• **Given exercise**
Which of the lines below contain the word "white"? Filter those out and copy each one in full.

• **Material to process**
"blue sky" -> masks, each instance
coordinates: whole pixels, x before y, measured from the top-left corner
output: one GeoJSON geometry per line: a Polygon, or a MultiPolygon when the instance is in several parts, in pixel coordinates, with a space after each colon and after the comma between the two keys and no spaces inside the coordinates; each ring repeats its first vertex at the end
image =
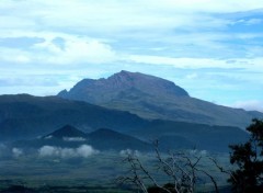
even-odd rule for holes
{"type": "Polygon", "coordinates": [[[263,1],[0,1],[0,94],[56,94],[123,69],[263,111],[263,1]]]}

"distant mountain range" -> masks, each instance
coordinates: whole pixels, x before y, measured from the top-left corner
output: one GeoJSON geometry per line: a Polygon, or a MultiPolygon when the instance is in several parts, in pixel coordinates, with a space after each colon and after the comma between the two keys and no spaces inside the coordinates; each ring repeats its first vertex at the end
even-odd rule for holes
{"type": "Polygon", "coordinates": [[[198,100],[173,82],[139,72],[121,71],[107,79],[83,79],[58,96],[158,118],[244,128],[263,113],[198,100]]]}
{"type": "Polygon", "coordinates": [[[108,110],[80,101],[28,94],[0,95],[0,140],[34,138],[64,125],[81,130],[127,130],[148,124],[128,112],[108,110]]]}
{"type": "Polygon", "coordinates": [[[66,125],[48,135],[34,139],[16,140],[13,147],[23,149],[38,149],[44,146],[60,148],[77,148],[81,145],[92,146],[96,150],[127,150],[149,151],[151,145],[135,137],[118,132],[100,128],[91,133],[83,133],[78,128],[66,125]]]}
{"type": "Polygon", "coordinates": [[[151,143],[158,139],[160,149],[164,151],[196,148],[225,152],[228,151],[229,144],[244,141],[247,138],[247,133],[235,127],[209,127],[207,125],[155,121],[144,130],[129,130],[129,135],[108,128],[84,133],[71,125],[66,125],[42,137],[15,140],[11,143],[11,147],[22,148],[24,151],[31,152],[45,146],[78,148],[81,145],[89,145],[100,151],[152,151],[151,143]],[[172,128],[171,125],[175,127],[172,128]]]}

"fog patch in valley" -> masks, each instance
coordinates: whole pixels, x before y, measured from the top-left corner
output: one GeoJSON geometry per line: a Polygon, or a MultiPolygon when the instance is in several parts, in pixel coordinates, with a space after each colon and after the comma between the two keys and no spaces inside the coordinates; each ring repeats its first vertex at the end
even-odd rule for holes
{"type": "Polygon", "coordinates": [[[81,145],[78,148],[61,148],[55,146],[43,146],[38,149],[41,157],[60,157],[60,158],[88,158],[94,154],[99,154],[92,146],[81,145]]]}

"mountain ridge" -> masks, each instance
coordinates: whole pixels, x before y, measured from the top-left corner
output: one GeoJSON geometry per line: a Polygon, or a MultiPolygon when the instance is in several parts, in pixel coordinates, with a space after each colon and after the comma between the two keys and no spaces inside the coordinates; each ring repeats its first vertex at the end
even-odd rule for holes
{"type": "Polygon", "coordinates": [[[195,99],[175,83],[140,72],[121,71],[107,79],[83,79],[58,96],[128,111],[142,118],[247,127],[263,113],[195,99]]]}

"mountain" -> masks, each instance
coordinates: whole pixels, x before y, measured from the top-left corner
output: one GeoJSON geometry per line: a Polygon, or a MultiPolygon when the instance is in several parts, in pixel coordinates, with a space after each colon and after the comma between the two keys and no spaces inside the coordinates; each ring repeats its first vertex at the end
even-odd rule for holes
{"type": "Polygon", "coordinates": [[[88,141],[100,150],[150,150],[151,145],[112,129],[101,128],[88,134],[88,141]]]}
{"type": "Polygon", "coordinates": [[[81,145],[90,145],[96,150],[149,151],[151,149],[148,143],[108,128],[100,128],[85,134],[71,125],[66,125],[43,137],[12,143],[12,147],[20,147],[27,151],[28,149],[38,150],[43,146],[78,148],[81,145]]]}
{"type": "Polygon", "coordinates": [[[77,129],[71,125],[65,125],[64,127],[44,136],[44,138],[87,138],[87,134],[77,129]]]}
{"type": "Polygon", "coordinates": [[[28,94],[0,95],[0,140],[35,138],[70,124],[84,132],[125,130],[148,124],[128,112],[80,101],[28,94]]]}
{"type": "Polygon", "coordinates": [[[160,141],[164,149],[196,148],[228,152],[229,145],[247,141],[249,134],[238,127],[155,120],[144,129],[127,132],[141,140],[160,141]]]}
{"type": "Polygon", "coordinates": [[[198,100],[173,82],[139,72],[121,71],[107,79],[83,79],[58,96],[159,118],[244,128],[263,113],[247,112],[198,100]]]}
{"type": "Polygon", "coordinates": [[[146,144],[160,139],[171,148],[195,146],[226,151],[229,144],[248,138],[244,130],[232,126],[144,120],[128,112],[108,110],[87,102],[27,94],[0,95],[0,134],[1,143],[20,140],[18,147],[23,146],[25,139],[31,141],[31,146],[38,147],[47,143],[53,146],[78,147],[92,141],[98,148],[103,149],[100,146],[103,145],[118,150],[123,147],[147,148],[145,143],[135,139],[137,138],[146,144]],[[129,141],[133,141],[132,145],[129,141]]]}

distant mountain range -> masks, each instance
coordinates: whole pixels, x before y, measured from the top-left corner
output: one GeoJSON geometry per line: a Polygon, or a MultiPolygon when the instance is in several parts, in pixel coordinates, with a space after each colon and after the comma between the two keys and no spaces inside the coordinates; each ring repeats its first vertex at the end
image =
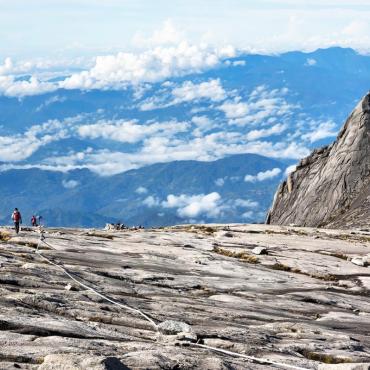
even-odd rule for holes
{"type": "Polygon", "coordinates": [[[18,206],[56,226],[261,222],[286,168],[333,141],[369,87],[370,57],[330,48],[241,54],[159,82],[4,93],[0,218],[18,206]]]}
{"type": "Polygon", "coordinates": [[[10,222],[15,206],[25,223],[36,214],[48,226],[263,221],[285,168],[276,160],[244,154],[213,162],[159,163],[110,177],[89,170],[9,170],[0,173],[0,213],[6,215],[1,222],[10,222]]]}

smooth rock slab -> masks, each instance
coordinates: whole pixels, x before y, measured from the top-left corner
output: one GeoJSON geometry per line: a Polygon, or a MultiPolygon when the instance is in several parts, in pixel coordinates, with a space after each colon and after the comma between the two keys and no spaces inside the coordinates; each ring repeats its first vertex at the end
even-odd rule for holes
{"type": "Polygon", "coordinates": [[[181,321],[166,320],[158,325],[158,330],[165,335],[175,335],[179,333],[191,333],[190,325],[181,321]]]}

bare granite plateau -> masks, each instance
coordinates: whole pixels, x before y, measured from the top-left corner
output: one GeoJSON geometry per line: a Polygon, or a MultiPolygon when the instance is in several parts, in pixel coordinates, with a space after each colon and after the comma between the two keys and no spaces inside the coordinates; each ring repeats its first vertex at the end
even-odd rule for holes
{"type": "Polygon", "coordinates": [[[0,369],[370,369],[367,231],[0,232],[0,369]]]}

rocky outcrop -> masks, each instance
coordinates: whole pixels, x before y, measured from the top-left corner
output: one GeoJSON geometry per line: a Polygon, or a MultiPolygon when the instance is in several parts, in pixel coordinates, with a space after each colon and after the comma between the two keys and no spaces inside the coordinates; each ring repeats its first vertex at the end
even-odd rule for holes
{"type": "Polygon", "coordinates": [[[314,150],[278,188],[267,223],[361,227],[370,223],[370,95],[336,141],[314,150]]]}
{"type": "Polygon", "coordinates": [[[212,225],[49,229],[47,244],[32,229],[0,236],[0,369],[370,362],[370,268],[353,263],[370,262],[370,233],[212,225]]]}

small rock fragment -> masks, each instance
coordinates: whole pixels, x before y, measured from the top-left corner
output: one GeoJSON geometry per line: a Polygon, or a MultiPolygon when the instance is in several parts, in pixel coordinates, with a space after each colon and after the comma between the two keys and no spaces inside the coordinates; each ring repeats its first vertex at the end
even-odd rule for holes
{"type": "Polygon", "coordinates": [[[76,291],[76,287],[73,286],[72,284],[68,283],[65,287],[64,287],[65,290],[69,290],[69,291],[76,291]]]}
{"type": "Polygon", "coordinates": [[[264,247],[255,247],[253,250],[252,250],[252,253],[253,254],[258,254],[258,255],[261,255],[261,254],[268,254],[268,251],[266,248],[264,247]]]}
{"type": "Polygon", "coordinates": [[[354,265],[366,267],[367,266],[367,260],[362,257],[355,257],[351,259],[351,262],[354,265]]]}
{"type": "Polygon", "coordinates": [[[191,326],[182,321],[166,320],[158,325],[158,330],[162,334],[175,335],[179,333],[191,333],[191,326]]]}

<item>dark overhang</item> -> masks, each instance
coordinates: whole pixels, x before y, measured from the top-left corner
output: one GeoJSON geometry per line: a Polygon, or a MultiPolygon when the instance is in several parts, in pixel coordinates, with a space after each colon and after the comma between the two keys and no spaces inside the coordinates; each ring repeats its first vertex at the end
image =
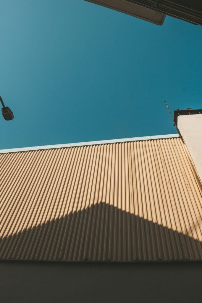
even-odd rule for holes
{"type": "Polygon", "coordinates": [[[85,0],[155,24],[166,15],[202,25],[202,0],[85,0]]]}
{"type": "Polygon", "coordinates": [[[127,0],[85,0],[89,2],[105,6],[157,25],[162,25],[165,15],[151,8],[127,0]]]}
{"type": "Polygon", "coordinates": [[[202,114],[202,109],[177,109],[174,112],[174,122],[176,125],[177,125],[177,117],[178,116],[184,116],[187,115],[197,115],[202,114]]]}

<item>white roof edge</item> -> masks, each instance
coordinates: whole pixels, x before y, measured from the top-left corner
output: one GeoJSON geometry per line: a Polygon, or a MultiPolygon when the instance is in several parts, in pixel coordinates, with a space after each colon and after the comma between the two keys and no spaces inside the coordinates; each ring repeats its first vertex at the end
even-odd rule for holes
{"type": "Polygon", "coordinates": [[[155,140],[159,139],[168,139],[171,138],[178,138],[178,134],[171,135],[160,135],[158,136],[147,136],[146,137],[137,137],[134,138],[126,138],[124,139],[117,139],[112,140],[101,140],[99,141],[90,141],[88,142],[80,142],[78,143],[70,143],[65,144],[55,144],[54,145],[45,145],[41,146],[32,146],[30,147],[21,147],[17,148],[0,150],[0,154],[7,154],[8,153],[19,152],[28,152],[31,151],[39,150],[41,149],[51,149],[54,148],[61,148],[64,147],[73,147],[77,146],[84,146],[89,145],[98,145],[100,144],[107,144],[112,143],[121,143],[123,142],[133,142],[135,141],[144,141],[145,140],[155,140]]]}

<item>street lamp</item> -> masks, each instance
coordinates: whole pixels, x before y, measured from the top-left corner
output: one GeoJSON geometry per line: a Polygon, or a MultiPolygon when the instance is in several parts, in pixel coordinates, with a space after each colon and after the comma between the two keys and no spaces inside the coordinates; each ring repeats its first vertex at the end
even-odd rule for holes
{"type": "Polygon", "coordinates": [[[13,112],[8,106],[5,106],[1,96],[0,96],[0,101],[3,106],[3,107],[2,108],[2,112],[4,118],[7,121],[12,120],[14,118],[13,112]]]}

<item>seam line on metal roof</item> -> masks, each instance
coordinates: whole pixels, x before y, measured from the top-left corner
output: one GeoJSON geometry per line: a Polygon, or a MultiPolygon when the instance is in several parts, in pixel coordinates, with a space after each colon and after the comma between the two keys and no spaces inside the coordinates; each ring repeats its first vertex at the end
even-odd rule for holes
{"type": "Polygon", "coordinates": [[[170,135],[147,136],[145,137],[137,137],[132,138],[126,138],[123,139],[115,139],[111,140],[100,140],[98,141],[79,142],[78,143],[69,143],[64,144],[55,144],[53,145],[45,145],[38,146],[31,146],[29,147],[21,147],[19,148],[8,148],[7,149],[0,150],[0,154],[8,154],[9,153],[29,152],[43,149],[52,149],[67,147],[76,147],[79,146],[88,146],[90,145],[99,145],[100,144],[107,144],[113,143],[122,143],[124,142],[144,141],[146,140],[169,139],[172,138],[178,138],[179,137],[179,135],[178,134],[172,134],[170,135]]]}

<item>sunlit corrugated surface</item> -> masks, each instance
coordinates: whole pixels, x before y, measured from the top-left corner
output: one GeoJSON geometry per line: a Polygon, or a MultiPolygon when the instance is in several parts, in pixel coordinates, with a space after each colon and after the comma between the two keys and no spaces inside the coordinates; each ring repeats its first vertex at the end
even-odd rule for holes
{"type": "Polygon", "coordinates": [[[0,168],[1,259],[202,258],[179,138],[2,154],[0,168]]]}

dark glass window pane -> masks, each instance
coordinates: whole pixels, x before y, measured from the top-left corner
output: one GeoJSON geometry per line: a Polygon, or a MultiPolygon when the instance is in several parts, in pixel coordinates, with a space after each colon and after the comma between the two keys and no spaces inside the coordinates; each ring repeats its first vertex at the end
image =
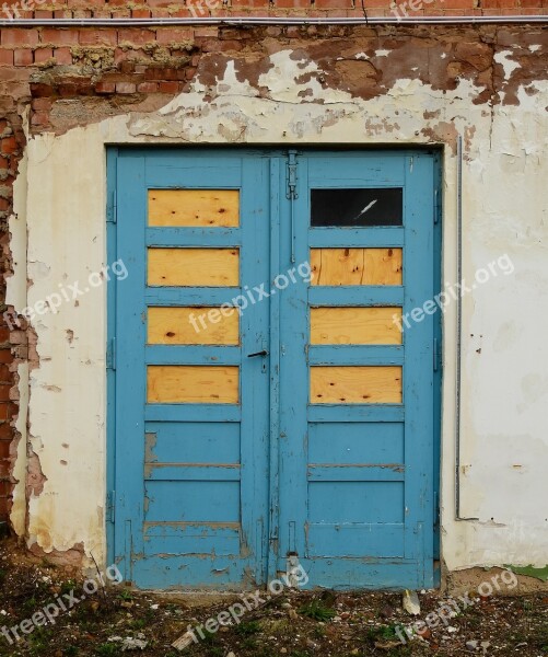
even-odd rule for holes
{"type": "Polygon", "coordinates": [[[404,189],[311,189],[312,226],[403,226],[404,189]]]}

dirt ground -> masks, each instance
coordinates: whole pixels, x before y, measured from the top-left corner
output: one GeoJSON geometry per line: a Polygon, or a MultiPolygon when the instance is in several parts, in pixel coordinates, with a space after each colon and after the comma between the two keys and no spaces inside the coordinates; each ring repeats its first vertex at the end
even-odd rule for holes
{"type": "MultiPolygon", "coordinates": [[[[486,573],[487,581],[489,577],[486,573]]],[[[1,540],[0,655],[548,655],[546,592],[501,597],[480,596],[475,589],[450,600],[439,591],[422,591],[418,595],[420,613],[413,616],[403,609],[401,593],[392,592],[305,592],[284,588],[268,600],[268,593],[261,593],[264,602],[249,593],[247,606],[234,597],[197,607],[185,597],[143,593],[124,583],[100,586],[96,592],[89,584],[86,590],[91,592],[86,592],[84,584],[82,577],[45,560],[31,558],[13,541],[1,540]],[[231,609],[238,611],[231,615],[231,609]],[[417,619],[424,620],[432,612],[431,627],[412,630],[417,619]],[[197,643],[191,642],[182,652],[172,647],[188,625],[196,629],[218,614],[223,623],[218,630],[195,630],[197,643]],[[409,629],[410,636],[403,626],[409,629]],[[406,643],[398,638],[398,632],[406,643]]],[[[209,626],[215,624],[212,621],[209,626]]]]}

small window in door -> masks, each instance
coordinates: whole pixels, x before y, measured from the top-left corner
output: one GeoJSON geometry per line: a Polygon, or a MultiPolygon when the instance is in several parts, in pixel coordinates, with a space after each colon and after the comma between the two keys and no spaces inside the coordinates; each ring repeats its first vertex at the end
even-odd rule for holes
{"type": "Polygon", "coordinates": [[[403,226],[404,189],[311,189],[311,209],[313,228],[403,226]]]}

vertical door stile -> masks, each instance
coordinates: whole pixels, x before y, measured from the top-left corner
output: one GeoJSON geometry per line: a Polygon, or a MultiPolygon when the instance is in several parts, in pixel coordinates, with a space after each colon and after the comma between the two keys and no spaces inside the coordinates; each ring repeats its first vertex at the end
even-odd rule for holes
{"type": "MultiPolygon", "coordinates": [[[[271,272],[280,269],[280,210],[281,194],[280,180],[282,176],[282,161],[280,157],[271,157],[270,164],[270,270],[265,284],[270,289],[271,272]]],[[[280,537],[280,297],[270,297],[270,476],[269,476],[269,532],[268,532],[268,568],[267,579],[270,581],[277,576],[277,560],[280,537]]]]}

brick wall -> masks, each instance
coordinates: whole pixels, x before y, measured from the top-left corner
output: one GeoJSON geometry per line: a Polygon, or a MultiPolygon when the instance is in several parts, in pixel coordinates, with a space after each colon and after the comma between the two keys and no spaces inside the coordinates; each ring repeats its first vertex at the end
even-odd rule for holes
{"type": "MultiPolygon", "coordinates": [[[[2,70],[2,69],[0,69],[2,70]]],[[[3,79],[0,72],[0,87],[3,79]]],[[[15,93],[20,90],[14,89],[15,93]]],[[[11,273],[9,249],[8,216],[12,207],[12,186],[18,171],[18,161],[24,145],[21,118],[18,111],[18,97],[2,90],[0,93],[0,535],[5,531],[4,525],[11,508],[14,479],[14,429],[13,420],[18,414],[18,389],[15,387],[16,354],[24,332],[12,334],[5,322],[4,279],[11,273]]],[[[24,356],[24,355],[23,355],[24,356]]]]}

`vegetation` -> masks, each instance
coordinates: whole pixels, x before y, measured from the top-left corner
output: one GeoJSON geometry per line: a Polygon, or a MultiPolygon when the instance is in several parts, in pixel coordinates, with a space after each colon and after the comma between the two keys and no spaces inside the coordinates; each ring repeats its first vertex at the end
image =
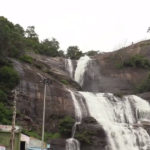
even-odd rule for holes
{"type": "Polygon", "coordinates": [[[123,97],[123,93],[117,92],[117,93],[114,93],[114,96],[122,98],[123,97]]]}
{"type": "Polygon", "coordinates": [[[92,144],[91,140],[92,133],[89,131],[83,131],[81,133],[77,133],[75,138],[78,139],[80,142],[85,144],[92,144]]]}
{"type": "Polygon", "coordinates": [[[61,135],[65,137],[71,137],[72,127],[74,123],[75,120],[70,116],[66,116],[61,119],[59,122],[59,132],[61,133],[61,135]]]}
{"type": "Polygon", "coordinates": [[[150,68],[150,61],[142,55],[134,55],[129,59],[122,61],[121,63],[116,64],[116,67],[122,69],[124,67],[134,67],[134,68],[150,68]]]}
{"type": "Polygon", "coordinates": [[[88,55],[88,56],[95,56],[95,55],[98,55],[98,54],[99,54],[99,51],[91,50],[91,51],[88,51],[88,52],[85,53],[85,54],[88,55]]]}
{"type": "Polygon", "coordinates": [[[60,133],[58,133],[58,132],[56,132],[56,133],[48,133],[48,132],[45,132],[45,137],[44,137],[44,139],[45,139],[45,141],[48,141],[49,139],[58,139],[58,138],[60,138],[61,137],[61,135],[60,135],[60,133]]]}
{"type": "Polygon", "coordinates": [[[65,85],[69,84],[69,82],[67,80],[64,80],[64,79],[61,80],[61,83],[65,84],[65,85]]]}
{"type": "Polygon", "coordinates": [[[19,76],[12,67],[11,62],[3,57],[0,59],[0,124],[11,124],[12,109],[8,95],[19,83],[19,76]]]}
{"type": "Polygon", "coordinates": [[[67,57],[70,59],[79,59],[83,56],[82,51],[79,50],[78,46],[70,46],[67,49],[67,57]]]}
{"type": "Polygon", "coordinates": [[[138,93],[149,92],[150,91],[150,73],[147,78],[136,88],[138,93]]]}
{"type": "Polygon", "coordinates": [[[33,58],[31,56],[28,55],[23,55],[20,57],[20,60],[29,64],[32,64],[33,62],[33,58]]]}
{"type": "Polygon", "coordinates": [[[41,139],[41,136],[34,130],[28,131],[26,129],[23,129],[22,133],[24,133],[24,134],[26,134],[28,136],[31,136],[31,137],[35,137],[37,139],[41,139]]]}
{"type": "Polygon", "coordinates": [[[12,109],[0,102],[0,124],[9,125],[12,120],[12,109]]]}
{"type": "Polygon", "coordinates": [[[19,83],[17,72],[9,66],[0,68],[0,89],[12,90],[19,83]]]}

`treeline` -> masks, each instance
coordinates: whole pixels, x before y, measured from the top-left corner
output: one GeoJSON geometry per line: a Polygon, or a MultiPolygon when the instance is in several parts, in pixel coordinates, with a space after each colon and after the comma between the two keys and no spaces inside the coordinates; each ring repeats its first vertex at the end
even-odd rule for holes
{"type": "MultiPolygon", "coordinates": [[[[59,42],[52,38],[39,40],[34,26],[28,26],[26,30],[19,24],[13,24],[5,17],[0,17],[0,56],[9,56],[18,58],[24,55],[26,51],[34,51],[42,55],[51,57],[67,57],[79,59],[83,53],[78,46],[69,46],[67,54],[59,50],[59,42]]],[[[89,51],[87,55],[96,55],[98,51],[89,51]]]]}

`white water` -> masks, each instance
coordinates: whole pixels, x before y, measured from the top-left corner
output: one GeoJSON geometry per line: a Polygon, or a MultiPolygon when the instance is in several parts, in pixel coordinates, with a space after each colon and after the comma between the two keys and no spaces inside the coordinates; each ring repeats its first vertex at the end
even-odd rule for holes
{"type": "Polygon", "coordinates": [[[80,150],[80,143],[74,138],[67,139],[66,150],[80,150]]]}
{"type": "Polygon", "coordinates": [[[73,78],[73,64],[72,64],[72,60],[71,59],[66,59],[65,60],[65,65],[66,65],[66,68],[69,72],[69,75],[71,78],[73,78]]]}
{"type": "Polygon", "coordinates": [[[74,79],[81,86],[83,85],[83,82],[84,82],[84,72],[85,72],[90,60],[91,60],[90,57],[83,56],[77,62],[77,68],[75,70],[74,79]]]}
{"type": "Polygon", "coordinates": [[[150,105],[137,96],[119,99],[113,94],[80,92],[86,100],[90,115],[107,134],[109,150],[148,150],[150,136],[140,120],[150,121],[150,105]]]}
{"type": "Polygon", "coordinates": [[[76,122],[72,128],[72,137],[66,140],[66,150],[80,150],[80,143],[78,140],[74,138],[74,135],[76,132],[76,126],[80,124],[82,121],[82,111],[81,111],[80,104],[75,97],[75,94],[71,90],[68,91],[70,92],[70,95],[74,103],[76,122]]]}

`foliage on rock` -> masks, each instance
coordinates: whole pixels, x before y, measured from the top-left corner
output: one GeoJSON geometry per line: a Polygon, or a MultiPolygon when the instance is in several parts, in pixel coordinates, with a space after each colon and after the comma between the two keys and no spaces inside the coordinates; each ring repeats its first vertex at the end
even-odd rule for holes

• **Expected answer**
<item>white roof edge</item> -> masks, each instance
`white water` -> masks, each instance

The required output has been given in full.